If you suffer from a painful temporomandibular joint (TMJ), surgery may be your last chance for relief after exhausting all the non-invasive treatments. Before going ahead with the operation, however, you should be sure that it's the right option for you. Don't be afraid to shop around several TMJ surgeons until you find one with whom you feel comfortable and who offers surgery that's affordable through your health insurance.
TMJ surgery is a term that covers a range of surgical procedures around the area where the jaw bone meets the skull. According to The TMJ Association, TMJ surgery may involve removing diseased tissue, cleaning and smoothing bone surfaces that have become roughened due to arthritis, and repositioning, removing and replacing discs that cushion the jaw joints.
Surgery is often the final choice after the patient has tried all available medical treatments, but success isn't guaranteed. The National Institute of Dental and Craniofacial Research advises patients to avoid surgery if possible because few studies on the procedures exist, and the effects are irreversible. On the other hand, each case is different and you may be willing to take the risk that your condition may not improve.

Records provided:
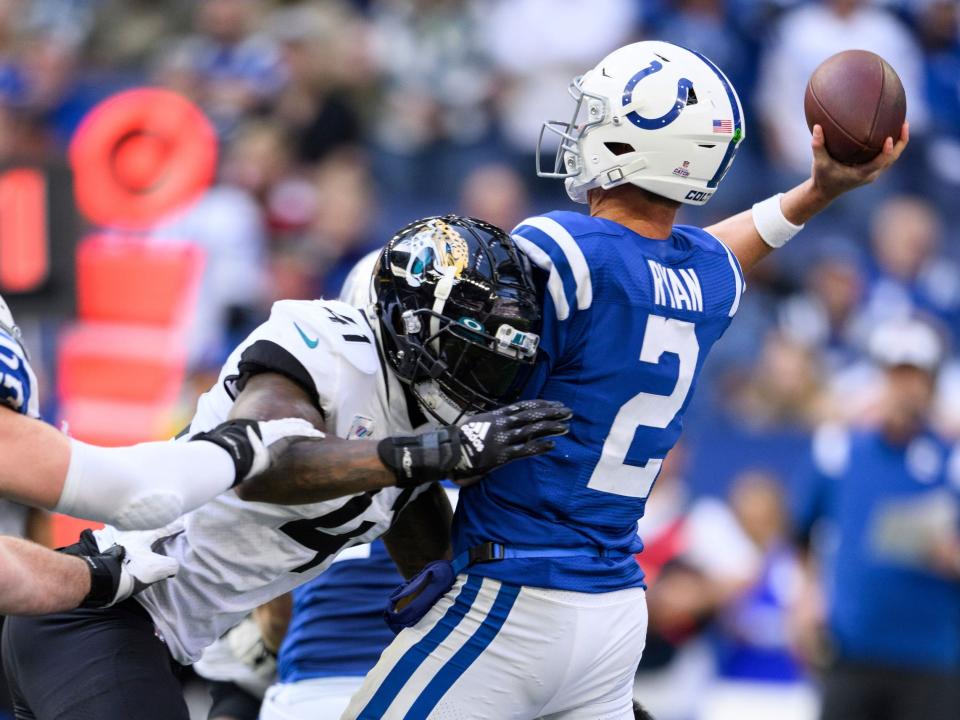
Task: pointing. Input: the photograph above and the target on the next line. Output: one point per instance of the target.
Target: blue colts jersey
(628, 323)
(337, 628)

* * *

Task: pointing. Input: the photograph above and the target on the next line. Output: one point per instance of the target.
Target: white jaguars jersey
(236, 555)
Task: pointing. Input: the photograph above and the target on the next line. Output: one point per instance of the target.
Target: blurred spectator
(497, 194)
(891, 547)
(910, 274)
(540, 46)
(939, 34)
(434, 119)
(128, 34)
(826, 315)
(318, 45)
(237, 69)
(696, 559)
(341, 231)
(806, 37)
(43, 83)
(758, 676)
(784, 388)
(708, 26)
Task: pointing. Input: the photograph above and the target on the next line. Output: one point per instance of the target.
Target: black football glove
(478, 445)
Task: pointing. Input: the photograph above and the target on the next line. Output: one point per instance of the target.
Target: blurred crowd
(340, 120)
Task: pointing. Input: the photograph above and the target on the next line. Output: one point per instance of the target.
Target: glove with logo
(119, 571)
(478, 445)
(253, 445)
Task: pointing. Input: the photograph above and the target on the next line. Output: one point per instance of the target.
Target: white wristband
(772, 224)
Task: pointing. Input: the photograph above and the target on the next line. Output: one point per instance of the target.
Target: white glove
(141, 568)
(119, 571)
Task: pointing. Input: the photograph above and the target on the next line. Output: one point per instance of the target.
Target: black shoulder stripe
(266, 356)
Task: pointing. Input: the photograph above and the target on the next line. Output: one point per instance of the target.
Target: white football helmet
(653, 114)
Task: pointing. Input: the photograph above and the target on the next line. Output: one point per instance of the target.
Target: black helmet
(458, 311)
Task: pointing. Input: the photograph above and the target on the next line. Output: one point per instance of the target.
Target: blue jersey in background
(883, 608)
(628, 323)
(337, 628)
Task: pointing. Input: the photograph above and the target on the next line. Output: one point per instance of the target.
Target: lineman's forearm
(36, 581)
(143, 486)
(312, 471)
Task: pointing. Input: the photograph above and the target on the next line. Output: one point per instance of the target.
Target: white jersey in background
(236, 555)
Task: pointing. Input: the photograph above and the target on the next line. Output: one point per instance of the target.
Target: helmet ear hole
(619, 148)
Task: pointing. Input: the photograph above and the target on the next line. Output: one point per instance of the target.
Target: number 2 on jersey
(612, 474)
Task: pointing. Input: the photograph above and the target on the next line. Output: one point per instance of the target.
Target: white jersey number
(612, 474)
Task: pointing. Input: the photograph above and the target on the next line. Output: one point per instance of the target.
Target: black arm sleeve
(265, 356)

Exercise instructions:
Answer these questions from the TMJ surgery text:
(a) According to The TMJ Association, what may TMJ surgery involve?
(b) For what two reasons does the National Institute of Dental and Craniofacial Research advise patients to avoid surgery if possible?
(c) What two qualities should the TMJ surgeon one chooses have?

Response box:
(a) Removing diseased tissue, cleaning and smoothing bone surfaces roughened by arthritis, and repositioning, removing and replacing the discs that cushion the jaw joints.
(b) Few studies on the procedures exist, and the effects are irreversible.
(c) The patient should feel comfortable with the surgeon, and the surgeon should offer surgery that is affordable through the patient's health insurance.